[PROBLEM TO WORK ON]: Copy out each of the items below word for word, leaving out the pictures.
== INFORMATION SUPPLIED
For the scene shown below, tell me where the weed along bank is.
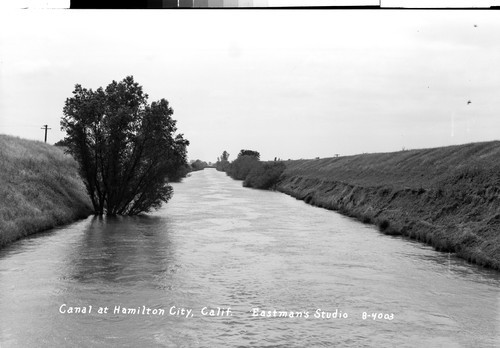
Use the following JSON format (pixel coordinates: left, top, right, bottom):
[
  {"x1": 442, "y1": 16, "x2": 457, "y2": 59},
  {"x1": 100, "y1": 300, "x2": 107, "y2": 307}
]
[{"x1": 277, "y1": 141, "x2": 500, "y2": 270}]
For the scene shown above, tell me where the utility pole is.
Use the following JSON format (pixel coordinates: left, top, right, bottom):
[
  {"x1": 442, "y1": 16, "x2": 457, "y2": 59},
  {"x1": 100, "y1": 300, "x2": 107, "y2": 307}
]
[{"x1": 40, "y1": 124, "x2": 52, "y2": 142}]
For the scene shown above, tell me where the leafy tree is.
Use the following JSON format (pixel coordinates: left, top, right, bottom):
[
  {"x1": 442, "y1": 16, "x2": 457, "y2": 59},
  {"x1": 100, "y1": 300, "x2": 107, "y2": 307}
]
====
[ANSWER TO THIS EXERCISE]:
For the scene shown below, tell me where the weed along bank is.
Use the following JSON format (pixel coordinates: left, top, right, bottom):
[
  {"x1": 442, "y1": 16, "x2": 457, "y2": 59},
  {"x1": 100, "y1": 300, "x2": 107, "y2": 307}
]
[{"x1": 277, "y1": 141, "x2": 500, "y2": 270}]
For the scene shown above, tell me where the utility pole is.
Use the following JSON format (pixel coordinates: left, top, right, bottom):
[
  {"x1": 442, "y1": 16, "x2": 457, "y2": 59},
  {"x1": 100, "y1": 300, "x2": 107, "y2": 307}
]
[{"x1": 40, "y1": 124, "x2": 52, "y2": 142}]
For the scene shown above, tell me where the leafy tree is.
Use the following JSON format (pixel coordinates: left, top, right, bottom):
[
  {"x1": 442, "y1": 16, "x2": 457, "y2": 59},
  {"x1": 100, "y1": 300, "x2": 107, "y2": 307}
]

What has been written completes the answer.